[START Record list]

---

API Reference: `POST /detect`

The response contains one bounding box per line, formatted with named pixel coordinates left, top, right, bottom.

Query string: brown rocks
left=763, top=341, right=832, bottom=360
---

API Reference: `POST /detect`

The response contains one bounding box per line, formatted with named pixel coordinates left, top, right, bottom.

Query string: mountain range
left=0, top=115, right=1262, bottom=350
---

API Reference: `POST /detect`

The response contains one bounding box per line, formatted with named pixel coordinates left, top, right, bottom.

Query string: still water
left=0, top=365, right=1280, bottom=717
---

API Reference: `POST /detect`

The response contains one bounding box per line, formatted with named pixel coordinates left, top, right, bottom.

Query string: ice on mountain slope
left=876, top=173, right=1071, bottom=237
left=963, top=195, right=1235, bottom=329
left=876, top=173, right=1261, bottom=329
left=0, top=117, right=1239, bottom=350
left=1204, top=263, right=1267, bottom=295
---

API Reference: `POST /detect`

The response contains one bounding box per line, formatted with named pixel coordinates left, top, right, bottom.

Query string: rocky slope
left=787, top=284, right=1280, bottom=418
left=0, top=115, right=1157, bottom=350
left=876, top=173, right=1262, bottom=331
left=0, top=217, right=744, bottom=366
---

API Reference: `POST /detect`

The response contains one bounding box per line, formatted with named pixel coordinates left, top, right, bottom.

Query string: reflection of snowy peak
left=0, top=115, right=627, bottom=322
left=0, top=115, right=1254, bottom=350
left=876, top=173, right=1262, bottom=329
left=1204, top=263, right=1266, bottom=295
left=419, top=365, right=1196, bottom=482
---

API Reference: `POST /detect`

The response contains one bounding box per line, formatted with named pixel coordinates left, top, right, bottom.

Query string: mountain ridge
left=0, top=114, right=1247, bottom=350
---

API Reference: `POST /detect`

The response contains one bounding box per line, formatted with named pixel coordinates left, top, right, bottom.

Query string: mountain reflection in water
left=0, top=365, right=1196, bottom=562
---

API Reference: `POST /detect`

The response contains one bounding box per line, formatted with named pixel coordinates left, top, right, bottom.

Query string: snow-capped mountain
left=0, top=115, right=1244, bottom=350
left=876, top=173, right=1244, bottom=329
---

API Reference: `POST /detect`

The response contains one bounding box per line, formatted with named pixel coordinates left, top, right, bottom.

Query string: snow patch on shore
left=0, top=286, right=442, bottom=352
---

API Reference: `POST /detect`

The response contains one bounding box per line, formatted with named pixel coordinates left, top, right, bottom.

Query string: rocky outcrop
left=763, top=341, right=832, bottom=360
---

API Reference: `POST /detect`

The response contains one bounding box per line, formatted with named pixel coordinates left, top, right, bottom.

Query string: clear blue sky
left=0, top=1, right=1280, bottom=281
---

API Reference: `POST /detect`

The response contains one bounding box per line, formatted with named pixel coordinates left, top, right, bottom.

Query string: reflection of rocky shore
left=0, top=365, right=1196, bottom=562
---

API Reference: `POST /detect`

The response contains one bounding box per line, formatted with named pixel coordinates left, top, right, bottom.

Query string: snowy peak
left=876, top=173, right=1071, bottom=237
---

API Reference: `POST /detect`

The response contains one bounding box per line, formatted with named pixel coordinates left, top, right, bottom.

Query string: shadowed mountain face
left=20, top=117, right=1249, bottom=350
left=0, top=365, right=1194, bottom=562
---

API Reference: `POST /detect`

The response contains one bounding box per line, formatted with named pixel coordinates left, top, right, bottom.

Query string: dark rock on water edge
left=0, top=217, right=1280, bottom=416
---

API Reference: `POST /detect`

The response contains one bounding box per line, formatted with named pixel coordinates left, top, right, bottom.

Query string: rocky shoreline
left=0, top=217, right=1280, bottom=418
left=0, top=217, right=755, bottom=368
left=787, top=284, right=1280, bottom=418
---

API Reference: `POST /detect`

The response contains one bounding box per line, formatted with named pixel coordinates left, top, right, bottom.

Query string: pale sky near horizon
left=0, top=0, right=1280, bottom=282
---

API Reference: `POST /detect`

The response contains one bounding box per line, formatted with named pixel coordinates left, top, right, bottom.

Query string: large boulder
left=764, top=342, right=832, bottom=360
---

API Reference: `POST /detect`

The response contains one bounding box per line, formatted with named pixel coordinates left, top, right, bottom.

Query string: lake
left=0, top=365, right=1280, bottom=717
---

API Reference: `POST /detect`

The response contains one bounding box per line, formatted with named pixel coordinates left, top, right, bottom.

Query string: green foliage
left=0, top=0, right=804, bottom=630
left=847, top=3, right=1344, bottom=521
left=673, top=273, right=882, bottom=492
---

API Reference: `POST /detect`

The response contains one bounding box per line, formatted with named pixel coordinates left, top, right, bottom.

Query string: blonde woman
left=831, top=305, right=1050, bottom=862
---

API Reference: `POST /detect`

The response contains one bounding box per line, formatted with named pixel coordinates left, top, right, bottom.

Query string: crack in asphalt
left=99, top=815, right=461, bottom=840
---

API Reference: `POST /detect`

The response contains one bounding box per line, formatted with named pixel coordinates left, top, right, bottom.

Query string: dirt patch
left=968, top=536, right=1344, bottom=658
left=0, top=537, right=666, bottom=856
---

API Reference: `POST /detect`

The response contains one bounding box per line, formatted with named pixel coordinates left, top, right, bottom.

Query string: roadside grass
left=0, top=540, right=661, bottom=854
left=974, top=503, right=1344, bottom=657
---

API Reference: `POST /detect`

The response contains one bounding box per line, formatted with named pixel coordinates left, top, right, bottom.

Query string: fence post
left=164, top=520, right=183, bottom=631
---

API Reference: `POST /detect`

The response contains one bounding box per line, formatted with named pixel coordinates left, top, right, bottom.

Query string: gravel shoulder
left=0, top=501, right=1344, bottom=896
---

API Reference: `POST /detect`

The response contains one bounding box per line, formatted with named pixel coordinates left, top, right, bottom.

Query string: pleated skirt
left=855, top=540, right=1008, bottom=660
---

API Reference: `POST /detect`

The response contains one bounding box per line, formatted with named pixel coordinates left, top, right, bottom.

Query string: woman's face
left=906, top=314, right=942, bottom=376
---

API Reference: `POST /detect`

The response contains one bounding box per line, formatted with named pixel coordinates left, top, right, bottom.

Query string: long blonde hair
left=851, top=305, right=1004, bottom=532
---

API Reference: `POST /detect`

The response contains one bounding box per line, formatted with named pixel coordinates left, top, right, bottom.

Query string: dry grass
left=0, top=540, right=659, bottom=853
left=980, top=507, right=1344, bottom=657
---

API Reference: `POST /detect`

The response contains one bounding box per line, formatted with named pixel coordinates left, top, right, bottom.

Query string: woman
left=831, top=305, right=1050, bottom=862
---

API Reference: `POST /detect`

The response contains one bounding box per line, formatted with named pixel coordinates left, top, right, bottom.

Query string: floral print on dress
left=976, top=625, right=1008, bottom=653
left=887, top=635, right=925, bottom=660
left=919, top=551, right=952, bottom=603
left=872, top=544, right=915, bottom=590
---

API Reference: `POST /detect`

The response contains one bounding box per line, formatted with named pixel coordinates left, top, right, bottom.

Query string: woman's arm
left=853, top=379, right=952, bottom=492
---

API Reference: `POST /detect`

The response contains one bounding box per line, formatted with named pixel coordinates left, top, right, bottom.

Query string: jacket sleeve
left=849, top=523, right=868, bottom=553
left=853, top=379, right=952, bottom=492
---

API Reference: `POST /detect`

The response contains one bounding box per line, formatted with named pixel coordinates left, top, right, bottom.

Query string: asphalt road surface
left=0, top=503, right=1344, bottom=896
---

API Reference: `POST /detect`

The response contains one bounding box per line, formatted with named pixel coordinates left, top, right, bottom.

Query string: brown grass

[END Record list]

(Written request): Copy all of the entries above line for line, with no changes.

(Finished answer):
---

API Reference: `POST /detect`

The response contains one bounding box per line, formatted with named pixel coordinates left, top, right, bottom.

Query string: brown rocks
left=763, top=341, right=832, bottom=360
---

API Reference: `POST /detect`

The response contains one bounding box per line, formatted with named pixel coordinates left, top, right, bottom.

Query string: mountain range
left=0, top=115, right=1262, bottom=350
---

API Reference: `POST /detect`

The response contains one bounding box per line, formatted with named pixel coordinates left, top, right, bottom.

Query string: still water
left=0, top=365, right=1280, bottom=717
---

API Reference: `POST /detect`

The response contains one bounding box per line, formatted with named pixel coordinates left, top, right, bottom.

Query string: ice on mountain slope
left=876, top=173, right=1071, bottom=237
left=963, top=195, right=1235, bottom=329
left=876, top=173, right=1261, bottom=329
left=0, top=117, right=1239, bottom=350
left=1204, top=263, right=1267, bottom=295
---

API Reference: `POST /detect`

The response contains one bounding box per line, formatted with named pixel coordinates left, top, right, bottom.

Query string: rocky slope
left=787, top=284, right=1280, bottom=418
left=0, top=115, right=1157, bottom=350
left=876, top=173, right=1262, bottom=331
left=0, top=217, right=744, bottom=366
---

API Reference: `POST /detect`

The response contains one bounding box per line, formatted with named pixel coordinates left, top, right, bottom.

Query string: reflection of snowy peak
left=0, top=115, right=627, bottom=322
left=0, top=115, right=1254, bottom=350
left=876, top=173, right=1262, bottom=329
left=1204, top=263, right=1266, bottom=295
left=419, top=365, right=1196, bottom=482
---

API Reference: `POST /detect`

The response contains one bounding box per line, formatted with named pixel coordinates left, top, right, bottom.

Query string: mountain ridge
left=0, top=114, right=1247, bottom=350
---

API Reference: `POST /detect`

The response contains one bounding box per line, formatted with named pixel coordinates left, top, right, bottom.

Query string: mountain reflection in water
left=0, top=365, right=1196, bottom=562
---

API Reference: `POST /detect`

The response contains one bounding box per line, formatted with named pixel coordinates left, top, right, bottom.

Query string: snow-capped mountain
left=0, top=115, right=1244, bottom=350
left=876, top=173, right=1244, bottom=329
---

API Reference: `POST /detect`

The response contains one bounding box per line, formatted with named pixel coordinates left, top, right, bottom.

Query string: snow patch on shore
left=0, top=286, right=442, bottom=352
---

API Reference: `POST /detect`

The response contains one bounding box per line, formatted with named pixel coordinates left, top, right, bottom.

Query string: rocky outcrop
left=763, top=341, right=832, bottom=360
---

API Reference: `POST /detect`

The response contains one bounding box per line, formatted with named pixel coordinates left, top, right, bottom.

Query string: clear blue sky
left=0, top=1, right=1280, bottom=281
---

API Reference: `POST /detect`

The response contains one bounding box per line, formatted with named pixel coordinates left, top, right, bottom.

Query string: reflection of rocky shore
left=0, top=365, right=1196, bottom=562
---

API Reference: `POST /detect`

The response contains one bounding box per line, formatted with named pixel coordinates left, top, right, bottom.

Query string: snowy peak
left=876, top=173, right=1071, bottom=237
---

API Reference: `POST /detect`

The response contains one bounding box per line, formatted with named pixel coordinates left, top, right, bottom.

Query string: shadowed mountain face
left=20, top=117, right=1249, bottom=350
left=0, top=365, right=1194, bottom=562
---

API Reference: `POST /detect`

The response contains one bounding box per line, formatted with named pixel coordinates left, top, right, bottom.

Query string: dark rock on water edge
left=0, top=217, right=1280, bottom=416
---

API Reference: `POST /detect`

The response contains one bounding box per line, formatted with named pixel coordinates left, top, right, bottom.

Query string: rocky shoreline
left=0, top=217, right=1280, bottom=418
left=0, top=217, right=755, bottom=368
left=787, top=284, right=1280, bottom=418
---

API Reference: `POST /detect`

The response contains one bounding box per line, formatted with named pixel coordinates left, top, right, bottom.

Query string: pale sky near horizon
left=0, top=0, right=1280, bottom=282
---

API Reference: `POST /detect`

The response contains one bounding box per line, formatted with named pixel coordinates left, top, right, bottom.

Query string: large boulder
left=764, top=342, right=832, bottom=360
---

API Reference: `POST /detect`

The response contains one bounding box per line, formatted with named pixel coordinates left, top, right, bottom.

Query string: lake
left=0, top=365, right=1280, bottom=717
---

API Reference: `POST /detect`

The response contains one bounding box per line, formatted with named pixel coordinates left, top, right, bottom.

Query string: green foliage
left=0, top=0, right=804, bottom=630
left=847, top=3, right=1344, bottom=521
left=673, top=273, right=882, bottom=492
---

API Reference: `POST /detect`

The response contains one bounding box per line, formatted with named pixel coordinates left, top, right, bottom.

Query string: blonde woman
left=831, top=305, right=1050, bottom=862
---

API Reference: `POST /detect`

The response contains one bounding box per line, formatted with named pixel coordinates left, top, right, bottom.

Query string: crack in asphalt
left=99, top=815, right=461, bottom=840
---

API Reference: `POST /detect`

The response contains one bounding box per line, formatted with named pixel coordinates left, top, right, bottom.

Query string: dirt patch
left=968, top=536, right=1344, bottom=658
left=0, top=537, right=666, bottom=856
---

API Reference: `POST /detect`

The response contains one bounding box per line, formatted with named pixel coordinates left, top, right, bottom.

Query string: roadside grass
left=0, top=540, right=661, bottom=854
left=974, top=503, right=1344, bottom=657
---

API Reference: `POST /detect`

The response contains one bounding box per line, formatted with named pixel coordinates left, top, right, bottom.

Query string: fence post
left=164, top=520, right=183, bottom=631
---

API Reference: `POST /detect`

The response contains one bounding box per line, formatted with named pixel coordinates left, top, right, bottom.

Query string: gravel shoulder
left=0, top=501, right=1344, bottom=896
---

API Reference: `POST /detect`

The response contains one bounding box per line, formatted with named pixel coordinates left, top, right, bottom.

Query string: pleated skirt
left=855, top=540, right=1008, bottom=660
---

API Reference: `POST /detect`

The response contains one bounding box per line, formatted with named pixel coordinates left, top, right, bottom.

Query string: woman's face
left=906, top=314, right=942, bottom=376
---

API Reference: `POST /detect`

The response contains one bounding box per line, formatted with named pixel coordinates left, top, right, bottom.

Query string: long blonde hair
left=851, top=305, right=1004, bottom=532
---

API Reference: `POST /detect`

The response contains one bounding box per line, formatted with named pixel coordinates left, top, right, bottom.

Query string: dry grass
left=0, top=540, right=659, bottom=853
left=980, top=507, right=1344, bottom=657
---

API Reference: `POST /detect`

The response contains one bounding box per line, formatted with named pixel coordinates left, top, right, bottom.

Query string: woman
left=831, top=305, right=1050, bottom=862
---

API Reference: `POST /detect`

The response contains one bounding box per line, formatted with named pixel coordinates left, top, right, bottom.

Query string: floral print on dress
left=976, top=625, right=1008, bottom=653
left=887, top=635, right=925, bottom=660
left=919, top=551, right=952, bottom=603
left=872, top=544, right=915, bottom=590
---

API Reference: `POST /detect`

The response contains one bounding box per line, formatted with named pixel coordinates left, top, right, bottom.

Query string: woman's arm
left=853, top=379, right=952, bottom=492
---

API Reference: `POST /detect`

The response contains one bounding box per line, formatted with named pixel coordinates left, top, right, bottom.

Query string: jacket sleeve
left=849, top=523, right=868, bottom=553
left=853, top=379, right=952, bottom=492
---

API Reference: `POST /detect`

The response contains one bounding box per line, formatted with named pixel coordinates left, top, right, bottom.

Query string: asphalt road surface
left=0, top=503, right=1344, bottom=896
---

API Reference: `POST /detect`

The response contains one bounding box per line, formatted with named pixel coordinates left, top, right, bottom.

Query string: brown grass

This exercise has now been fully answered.